» Texte fourni:

-- -- --

Vaudou
On touche ici à l'un des aspects les plus complexes de cette Tétralogie. La thématique du vaudou apparaît explicitement dans la scène des Nornes dans Götterdämmerung : Dans un espace réduit et insalubre au pied d'un immeuble trône un écran vidéo au sommet d'un amoncellement mystérieux de ce qui pourrait s'apparenter à un autel ou un lieu de dévotion. Il se déroule là un rituel de purification consistant à ingurgiter et cracher sur un crâne et autres objets fétiches tandis que la vidéo montre le sacrifice sanglant d'un poulet[1]… Plus loin, au moment où l'incendie menace la demeure des dieux, c'est Hagen qui apparaît dans une longue séquence filmée ; marchant à travers bois et s'allongeant dans une barque qui s'éloigne lentement à la surface d'un lac. On pense vaguement à une cérémonie funéraire et poétique, mâtinée de chamanisme et illustrant un rite de passage : Le voyage du mort dans l'au-delà. Il serait tentant de trouver du sens dans le fait de mettre en regard ces scènes avec la dénonciation, quasi permanente chez Castorf, des sociétés dégradées par la veulerie de la spéculation et la loi du marché. Alors que s'annonce le Crépuscule des idéologies et des fausses valeurs, il ne reste en définitive qu'une forme de spiritualité ancestrale, une sédimentation de rites immuables et préservés qui relient l'homme à lui-même et au monde ou bien, dans ce monde de consommation sans Dieu ni Maître sinon l’Or-Pétrole, un reste de superstition construit sur les bas-fonds du monde.

-- -- --

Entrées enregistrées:

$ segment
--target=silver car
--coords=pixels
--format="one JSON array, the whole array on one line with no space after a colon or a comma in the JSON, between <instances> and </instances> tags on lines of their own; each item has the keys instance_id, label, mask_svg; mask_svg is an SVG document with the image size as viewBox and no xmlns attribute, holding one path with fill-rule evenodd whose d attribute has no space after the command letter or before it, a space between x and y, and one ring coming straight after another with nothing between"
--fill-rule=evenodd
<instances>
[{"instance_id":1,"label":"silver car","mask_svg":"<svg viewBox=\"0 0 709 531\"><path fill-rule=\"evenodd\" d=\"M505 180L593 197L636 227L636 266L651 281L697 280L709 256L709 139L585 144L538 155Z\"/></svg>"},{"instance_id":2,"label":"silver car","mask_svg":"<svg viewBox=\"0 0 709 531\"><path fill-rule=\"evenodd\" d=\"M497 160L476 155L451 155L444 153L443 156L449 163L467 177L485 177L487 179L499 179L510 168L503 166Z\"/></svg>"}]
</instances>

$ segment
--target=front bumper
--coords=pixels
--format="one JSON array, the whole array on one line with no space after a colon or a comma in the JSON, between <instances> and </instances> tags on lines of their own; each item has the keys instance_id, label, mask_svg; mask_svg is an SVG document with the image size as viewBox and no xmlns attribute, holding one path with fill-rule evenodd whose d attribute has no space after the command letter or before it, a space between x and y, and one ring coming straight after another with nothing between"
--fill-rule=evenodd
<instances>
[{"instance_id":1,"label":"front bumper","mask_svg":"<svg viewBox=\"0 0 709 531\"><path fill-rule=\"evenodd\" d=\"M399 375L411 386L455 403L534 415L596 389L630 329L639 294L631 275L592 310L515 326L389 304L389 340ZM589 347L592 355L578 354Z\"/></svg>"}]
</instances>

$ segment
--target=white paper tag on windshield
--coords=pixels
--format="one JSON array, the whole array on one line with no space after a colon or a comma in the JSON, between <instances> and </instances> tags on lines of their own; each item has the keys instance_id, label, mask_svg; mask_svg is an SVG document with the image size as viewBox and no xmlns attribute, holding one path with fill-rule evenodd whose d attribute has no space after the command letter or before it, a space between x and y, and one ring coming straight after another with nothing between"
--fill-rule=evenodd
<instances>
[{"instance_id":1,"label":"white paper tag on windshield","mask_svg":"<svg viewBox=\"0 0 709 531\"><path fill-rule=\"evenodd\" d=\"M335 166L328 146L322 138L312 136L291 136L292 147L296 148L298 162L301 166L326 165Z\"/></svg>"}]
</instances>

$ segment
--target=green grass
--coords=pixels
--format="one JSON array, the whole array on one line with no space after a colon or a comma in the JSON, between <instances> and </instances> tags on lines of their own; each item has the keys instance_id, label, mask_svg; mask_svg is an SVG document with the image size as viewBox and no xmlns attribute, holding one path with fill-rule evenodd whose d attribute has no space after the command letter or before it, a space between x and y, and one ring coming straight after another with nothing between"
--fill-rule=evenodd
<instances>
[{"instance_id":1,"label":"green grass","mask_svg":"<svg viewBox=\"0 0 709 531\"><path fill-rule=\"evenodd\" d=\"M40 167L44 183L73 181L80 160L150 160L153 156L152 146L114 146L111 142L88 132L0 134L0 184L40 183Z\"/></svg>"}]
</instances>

-- -- --

» Travail à faire:
• a. Indiquez combien de lignes des entrées contiennent la chaîne « target », en respectant la casse, et donnez uniquement ce nombre.
• b. Poursuivez le texte sur le vaudou dans la Tétralogie à partir de sa dernière phrase.
Le texte et les entrées n'ont aucun lien entre eux.

» Résultats:
• a. 4

• b.
La mention du vaudou dans le théâtre de Castorf peut également renvoyer à la résistance des esclaves noirs africains à qui les colons interdisaient de pratiquer leurs langues et leurs cultes. La religion vaudou a survécu en réponse aux actes de cruauté dont les Noirs étaient victimes. Cette explication "sociale" se poursuit sur les murs du local vaudou, avec cette série d'affiches néo-nazies aussitôt placardées et aussitôt recouvertes de slogans anti-fascistes… La dernière allusion aux rites vaudous pourrait fort bien se trouver dans la dernière scène de Rheingold, à l'occasion d'une séquence très spectaculaire où les figurants aux allures de chippendale-zombies se mettent à danser au ralenti sur le grandiloquent leitmotiv asséné du Walhalla, la demeure de Wotan[2]. Tous portent des lentilles de contact très claires qui créent l'illusion d'une horde de zombies en mouvement. Dans la culture vaudou, ces créatures sont des morts réanimés qui agissent sous le contrôle total d'un maître de cérémonie. On rejoint ici le climat des films d'horreur de série Z, avec poupée vaudou et maléfice. Castorf ne résiste pas – non sans humour – à l'envie de montrer des personnages envoûtés par la musique du sorcier de Bayreuth. Ces chippendales sous ecstasy ramassent l’or et s’amusent dans la piscine avec les lingots et les paillettes comme sont censées le faire les filles du Rhin.
Il est clair que le culte vaudou parle au monde de Castorf, peut-être pour souligner traces et imprégnations culturelles du monde occidental, voire de la culture la plus haute du monde occidental. On se souvient que Christoph Schlingensief, dans son Parsifal à Bayreuth, avait aussi utilisé le Vaudou comme illustration de cérémonie du Graal et le sang comme symbole de régénérescence : ce n’est donc pas nouveau sur la scène de Bayreuth, et rappelle que Christoph Schlingensief a travaillé à la Volksbühne de Frank Castorf : la réflexion sur un Urwelt, primitif, dont les traces restent dans notre monde au bord du gouffre, n’est ni nouvelle, ni incongrue.
[1] D'autres volailles, bien vivantes celles-ci, sont présentes sur scène dans l'acte I de Die Walküre. C'est un motif récurrent chez Castorf (Cf. La Dame aux Camélias).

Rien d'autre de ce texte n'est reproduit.